→ Given records:
┏━━

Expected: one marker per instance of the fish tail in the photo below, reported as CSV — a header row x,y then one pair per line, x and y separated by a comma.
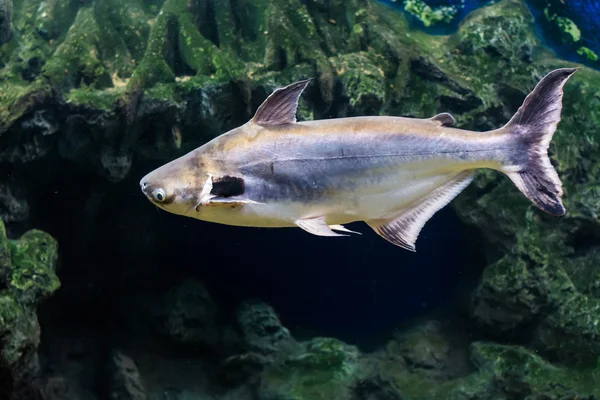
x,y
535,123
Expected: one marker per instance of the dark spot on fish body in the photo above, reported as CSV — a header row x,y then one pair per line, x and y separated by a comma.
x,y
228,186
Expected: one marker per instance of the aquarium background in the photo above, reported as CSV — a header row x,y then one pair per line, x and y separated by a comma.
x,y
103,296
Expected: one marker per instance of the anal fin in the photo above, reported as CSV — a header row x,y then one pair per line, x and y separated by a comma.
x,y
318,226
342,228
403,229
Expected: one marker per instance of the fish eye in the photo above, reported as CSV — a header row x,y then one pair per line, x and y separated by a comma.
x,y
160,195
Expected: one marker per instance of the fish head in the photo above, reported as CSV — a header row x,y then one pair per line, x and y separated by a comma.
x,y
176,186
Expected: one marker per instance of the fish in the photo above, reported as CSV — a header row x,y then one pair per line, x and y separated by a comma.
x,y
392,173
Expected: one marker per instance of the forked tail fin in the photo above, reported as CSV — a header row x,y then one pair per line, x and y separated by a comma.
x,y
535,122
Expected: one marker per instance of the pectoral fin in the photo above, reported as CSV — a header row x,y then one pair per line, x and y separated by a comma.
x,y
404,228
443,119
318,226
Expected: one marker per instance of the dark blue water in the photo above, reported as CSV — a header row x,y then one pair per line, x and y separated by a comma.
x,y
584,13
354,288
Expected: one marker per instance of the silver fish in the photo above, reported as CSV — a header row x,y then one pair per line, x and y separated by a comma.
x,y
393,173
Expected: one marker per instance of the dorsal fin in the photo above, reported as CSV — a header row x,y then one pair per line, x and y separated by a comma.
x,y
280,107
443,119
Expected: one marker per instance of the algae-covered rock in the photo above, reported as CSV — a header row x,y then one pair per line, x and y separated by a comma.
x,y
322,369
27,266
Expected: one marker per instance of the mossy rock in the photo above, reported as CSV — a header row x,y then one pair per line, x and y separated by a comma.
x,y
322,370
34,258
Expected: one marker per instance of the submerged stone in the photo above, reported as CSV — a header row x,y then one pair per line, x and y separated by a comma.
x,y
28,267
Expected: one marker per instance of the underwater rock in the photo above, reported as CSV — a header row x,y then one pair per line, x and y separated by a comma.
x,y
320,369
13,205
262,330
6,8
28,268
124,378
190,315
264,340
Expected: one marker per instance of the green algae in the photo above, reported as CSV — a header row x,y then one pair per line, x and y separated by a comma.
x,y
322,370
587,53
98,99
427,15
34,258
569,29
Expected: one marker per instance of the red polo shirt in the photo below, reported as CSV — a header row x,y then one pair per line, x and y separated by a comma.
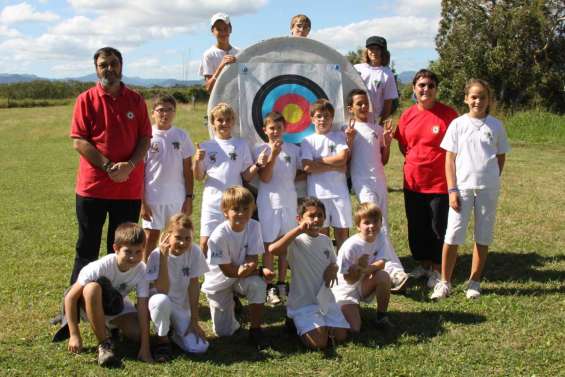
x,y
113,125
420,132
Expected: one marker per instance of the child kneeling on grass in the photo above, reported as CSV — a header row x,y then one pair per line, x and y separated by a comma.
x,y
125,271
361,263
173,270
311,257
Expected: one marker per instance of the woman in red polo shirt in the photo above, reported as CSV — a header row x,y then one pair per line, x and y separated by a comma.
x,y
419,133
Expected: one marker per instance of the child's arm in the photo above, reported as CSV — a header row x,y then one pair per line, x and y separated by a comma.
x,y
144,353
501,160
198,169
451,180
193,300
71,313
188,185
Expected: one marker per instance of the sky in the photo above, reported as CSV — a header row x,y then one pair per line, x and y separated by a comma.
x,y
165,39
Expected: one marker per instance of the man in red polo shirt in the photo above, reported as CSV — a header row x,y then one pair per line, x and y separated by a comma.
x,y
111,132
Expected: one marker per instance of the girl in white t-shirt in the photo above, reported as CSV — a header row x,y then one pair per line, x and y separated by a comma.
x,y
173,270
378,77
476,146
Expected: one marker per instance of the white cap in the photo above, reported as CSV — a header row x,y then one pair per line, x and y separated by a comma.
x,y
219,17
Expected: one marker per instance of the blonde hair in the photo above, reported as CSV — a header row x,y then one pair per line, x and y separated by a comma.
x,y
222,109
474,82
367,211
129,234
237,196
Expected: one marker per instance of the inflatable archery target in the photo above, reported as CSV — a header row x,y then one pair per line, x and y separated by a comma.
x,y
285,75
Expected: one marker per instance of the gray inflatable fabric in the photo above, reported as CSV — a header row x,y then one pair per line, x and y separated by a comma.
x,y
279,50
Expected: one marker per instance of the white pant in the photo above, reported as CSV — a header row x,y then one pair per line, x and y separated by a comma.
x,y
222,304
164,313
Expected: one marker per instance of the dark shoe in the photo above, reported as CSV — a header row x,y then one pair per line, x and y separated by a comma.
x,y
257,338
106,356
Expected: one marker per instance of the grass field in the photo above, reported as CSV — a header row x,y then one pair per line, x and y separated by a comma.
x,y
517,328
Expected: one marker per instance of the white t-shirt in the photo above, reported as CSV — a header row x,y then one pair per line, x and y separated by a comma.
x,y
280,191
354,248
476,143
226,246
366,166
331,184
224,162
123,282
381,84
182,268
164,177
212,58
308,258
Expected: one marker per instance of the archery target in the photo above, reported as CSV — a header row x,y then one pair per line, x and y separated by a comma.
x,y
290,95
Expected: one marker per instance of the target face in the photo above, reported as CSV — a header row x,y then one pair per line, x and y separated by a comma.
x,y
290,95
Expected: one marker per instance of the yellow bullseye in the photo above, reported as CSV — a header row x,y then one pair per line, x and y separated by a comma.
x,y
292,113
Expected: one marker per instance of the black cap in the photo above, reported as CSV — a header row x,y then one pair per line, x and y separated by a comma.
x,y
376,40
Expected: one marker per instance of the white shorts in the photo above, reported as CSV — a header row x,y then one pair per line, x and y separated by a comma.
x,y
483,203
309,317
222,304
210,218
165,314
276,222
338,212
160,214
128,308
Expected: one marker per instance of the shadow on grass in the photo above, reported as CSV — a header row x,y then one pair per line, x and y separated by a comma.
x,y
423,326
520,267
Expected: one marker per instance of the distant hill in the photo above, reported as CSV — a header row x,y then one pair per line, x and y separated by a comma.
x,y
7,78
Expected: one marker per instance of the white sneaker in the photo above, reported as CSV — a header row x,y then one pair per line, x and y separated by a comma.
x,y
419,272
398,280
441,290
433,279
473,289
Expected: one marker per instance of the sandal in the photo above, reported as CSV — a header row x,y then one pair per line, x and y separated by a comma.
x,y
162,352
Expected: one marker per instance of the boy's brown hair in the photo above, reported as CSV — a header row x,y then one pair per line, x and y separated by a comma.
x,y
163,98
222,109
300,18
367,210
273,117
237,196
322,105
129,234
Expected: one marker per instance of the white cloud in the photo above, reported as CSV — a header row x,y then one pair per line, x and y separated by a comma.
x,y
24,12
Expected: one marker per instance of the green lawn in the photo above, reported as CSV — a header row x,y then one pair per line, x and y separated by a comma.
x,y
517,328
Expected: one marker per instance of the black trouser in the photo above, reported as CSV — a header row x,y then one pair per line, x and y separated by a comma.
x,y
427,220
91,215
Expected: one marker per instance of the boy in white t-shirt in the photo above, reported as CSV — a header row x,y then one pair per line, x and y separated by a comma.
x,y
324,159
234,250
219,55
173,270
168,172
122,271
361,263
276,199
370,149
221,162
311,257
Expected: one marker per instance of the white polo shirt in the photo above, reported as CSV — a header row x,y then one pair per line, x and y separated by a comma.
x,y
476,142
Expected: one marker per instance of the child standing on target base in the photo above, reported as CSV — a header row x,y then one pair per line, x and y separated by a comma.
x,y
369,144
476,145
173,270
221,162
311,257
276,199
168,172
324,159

┗━━
┏━━

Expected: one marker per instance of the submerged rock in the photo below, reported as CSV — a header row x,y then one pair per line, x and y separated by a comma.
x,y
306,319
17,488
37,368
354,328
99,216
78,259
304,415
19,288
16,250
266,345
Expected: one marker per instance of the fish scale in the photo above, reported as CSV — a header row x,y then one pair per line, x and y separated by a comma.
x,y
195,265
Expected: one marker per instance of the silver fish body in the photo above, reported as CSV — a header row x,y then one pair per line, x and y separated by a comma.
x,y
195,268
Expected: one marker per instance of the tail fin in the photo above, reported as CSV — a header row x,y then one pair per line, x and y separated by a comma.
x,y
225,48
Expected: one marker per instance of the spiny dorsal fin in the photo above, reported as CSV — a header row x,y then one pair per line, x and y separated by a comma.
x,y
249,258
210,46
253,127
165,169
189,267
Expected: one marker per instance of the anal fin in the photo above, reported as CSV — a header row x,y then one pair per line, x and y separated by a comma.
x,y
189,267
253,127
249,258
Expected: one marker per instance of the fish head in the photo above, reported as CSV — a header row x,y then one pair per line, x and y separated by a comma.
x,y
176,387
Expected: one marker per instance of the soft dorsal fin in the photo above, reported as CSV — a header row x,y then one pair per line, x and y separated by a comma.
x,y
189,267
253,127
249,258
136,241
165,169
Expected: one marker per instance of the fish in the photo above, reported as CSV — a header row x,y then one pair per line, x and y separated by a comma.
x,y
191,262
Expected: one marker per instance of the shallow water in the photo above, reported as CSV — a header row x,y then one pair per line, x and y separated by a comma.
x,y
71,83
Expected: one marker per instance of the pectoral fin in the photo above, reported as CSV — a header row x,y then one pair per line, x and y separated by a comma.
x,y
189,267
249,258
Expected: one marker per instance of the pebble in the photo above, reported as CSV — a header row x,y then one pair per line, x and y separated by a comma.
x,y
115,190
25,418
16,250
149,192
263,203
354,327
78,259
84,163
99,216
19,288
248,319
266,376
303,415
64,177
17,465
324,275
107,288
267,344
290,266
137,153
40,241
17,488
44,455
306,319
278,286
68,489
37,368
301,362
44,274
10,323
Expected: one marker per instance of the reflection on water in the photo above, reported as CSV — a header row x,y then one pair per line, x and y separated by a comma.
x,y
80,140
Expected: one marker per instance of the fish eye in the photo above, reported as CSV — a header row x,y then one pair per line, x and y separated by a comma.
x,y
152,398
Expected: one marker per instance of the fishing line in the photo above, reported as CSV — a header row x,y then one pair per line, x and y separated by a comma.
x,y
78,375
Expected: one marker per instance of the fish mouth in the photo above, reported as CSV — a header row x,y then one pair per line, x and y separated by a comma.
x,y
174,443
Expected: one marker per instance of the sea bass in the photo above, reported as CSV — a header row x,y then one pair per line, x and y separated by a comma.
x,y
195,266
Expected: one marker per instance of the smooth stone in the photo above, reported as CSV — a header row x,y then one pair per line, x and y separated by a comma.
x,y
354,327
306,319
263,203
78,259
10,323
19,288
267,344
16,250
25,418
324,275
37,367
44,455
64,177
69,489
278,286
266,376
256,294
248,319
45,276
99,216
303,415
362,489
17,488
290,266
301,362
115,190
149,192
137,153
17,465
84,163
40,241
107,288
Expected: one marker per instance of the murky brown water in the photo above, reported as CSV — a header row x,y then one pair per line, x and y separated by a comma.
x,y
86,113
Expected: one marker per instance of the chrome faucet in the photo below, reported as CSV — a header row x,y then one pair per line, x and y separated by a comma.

┗━━
┏━━

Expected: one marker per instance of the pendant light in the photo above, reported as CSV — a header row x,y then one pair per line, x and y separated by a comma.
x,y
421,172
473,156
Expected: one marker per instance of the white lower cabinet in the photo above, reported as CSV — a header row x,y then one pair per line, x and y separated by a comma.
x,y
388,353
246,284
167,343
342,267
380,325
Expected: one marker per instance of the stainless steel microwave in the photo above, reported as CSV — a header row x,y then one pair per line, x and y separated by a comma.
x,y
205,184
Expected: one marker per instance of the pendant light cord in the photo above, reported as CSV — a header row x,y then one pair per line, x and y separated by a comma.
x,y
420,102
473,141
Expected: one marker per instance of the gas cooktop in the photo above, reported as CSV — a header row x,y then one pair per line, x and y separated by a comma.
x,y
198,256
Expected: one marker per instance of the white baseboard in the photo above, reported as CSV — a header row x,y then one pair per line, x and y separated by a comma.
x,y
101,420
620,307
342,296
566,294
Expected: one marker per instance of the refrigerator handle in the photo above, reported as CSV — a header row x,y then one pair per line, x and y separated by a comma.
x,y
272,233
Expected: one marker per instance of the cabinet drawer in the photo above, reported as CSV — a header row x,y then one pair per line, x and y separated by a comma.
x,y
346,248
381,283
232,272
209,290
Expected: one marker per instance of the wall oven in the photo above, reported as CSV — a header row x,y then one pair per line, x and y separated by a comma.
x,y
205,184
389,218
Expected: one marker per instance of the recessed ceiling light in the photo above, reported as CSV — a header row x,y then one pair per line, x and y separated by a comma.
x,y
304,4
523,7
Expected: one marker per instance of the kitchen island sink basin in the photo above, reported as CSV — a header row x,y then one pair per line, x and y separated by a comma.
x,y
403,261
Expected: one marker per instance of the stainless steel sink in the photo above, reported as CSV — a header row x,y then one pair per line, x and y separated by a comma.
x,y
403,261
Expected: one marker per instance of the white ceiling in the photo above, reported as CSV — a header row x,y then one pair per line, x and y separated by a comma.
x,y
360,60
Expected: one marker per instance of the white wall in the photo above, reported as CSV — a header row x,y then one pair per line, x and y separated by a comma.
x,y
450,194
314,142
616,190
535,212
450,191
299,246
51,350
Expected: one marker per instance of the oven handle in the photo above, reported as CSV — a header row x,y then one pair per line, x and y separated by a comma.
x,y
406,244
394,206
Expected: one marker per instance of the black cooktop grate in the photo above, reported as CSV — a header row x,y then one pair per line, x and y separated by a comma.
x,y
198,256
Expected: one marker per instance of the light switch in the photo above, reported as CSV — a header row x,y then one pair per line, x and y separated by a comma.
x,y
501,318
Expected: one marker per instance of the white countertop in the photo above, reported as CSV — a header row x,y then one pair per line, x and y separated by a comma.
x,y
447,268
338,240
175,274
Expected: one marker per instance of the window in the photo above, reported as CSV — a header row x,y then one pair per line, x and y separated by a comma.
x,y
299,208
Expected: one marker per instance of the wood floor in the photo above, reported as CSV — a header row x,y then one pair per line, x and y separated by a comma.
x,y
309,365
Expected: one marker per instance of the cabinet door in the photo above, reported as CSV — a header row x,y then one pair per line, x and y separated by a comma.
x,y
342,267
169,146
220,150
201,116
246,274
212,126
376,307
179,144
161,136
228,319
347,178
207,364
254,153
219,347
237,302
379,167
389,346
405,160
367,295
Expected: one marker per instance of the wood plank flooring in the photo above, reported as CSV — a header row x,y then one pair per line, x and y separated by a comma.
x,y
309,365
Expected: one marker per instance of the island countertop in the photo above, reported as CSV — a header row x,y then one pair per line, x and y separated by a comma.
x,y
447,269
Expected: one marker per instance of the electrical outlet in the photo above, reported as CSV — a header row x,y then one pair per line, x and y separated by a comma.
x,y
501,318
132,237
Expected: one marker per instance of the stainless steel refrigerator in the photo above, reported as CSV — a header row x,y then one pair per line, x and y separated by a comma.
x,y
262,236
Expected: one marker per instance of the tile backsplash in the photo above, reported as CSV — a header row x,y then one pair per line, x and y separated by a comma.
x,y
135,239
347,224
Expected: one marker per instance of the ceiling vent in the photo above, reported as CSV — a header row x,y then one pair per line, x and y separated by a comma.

┗━━

→ Aim of the task: Would you copy, unchanged, the stretch of the records above that begins at the line containing "Expected: one marker per instance of the fishing" and ends at the line containing "Expected: one marker per instance of the chrome", and only that?

→ Expected output:
Expected: one marker per instance of the fishing line in the photo above, reported as CSV — a header row x,y then one pair per line, x and y separated by a comma.
x,y
78,375
Expected: one marker per instance of the fish mouth in the photo above, reported as CSV — a header row x,y then one pair per line, x and y separated by a comma.
x,y
174,443
Expected: one marker per instance of the sea bass in the photo above, reported as CSV — a header row x,y then one pair per line, x and y separated by a comma.
x,y
195,266
Expected: one marker per instance of the smooth stone in the photo above, reported as CSV — a header row x,y then one pair per line, x and y separated by a comma.
x,y
354,327
306,319
263,203
78,259
10,323
19,288
267,344
16,250
25,418
324,275
37,367
44,455
64,177
69,489
278,286
266,376
256,294
248,319
45,276
99,216
303,415
362,489
17,488
290,266
301,362
115,190
149,192
137,153
17,465
84,163
40,241
107,288
Expected: one marker per instance of the murky brown water in the photo above, reported as CSV — a header row x,y then one pair per line, x and y separated by a comma.
x,y
86,113
Expected: one marker per instance of the chrome faucet in the photo below, reported as CSV — a header row x,y then one pair per line, x and y separated by a comma.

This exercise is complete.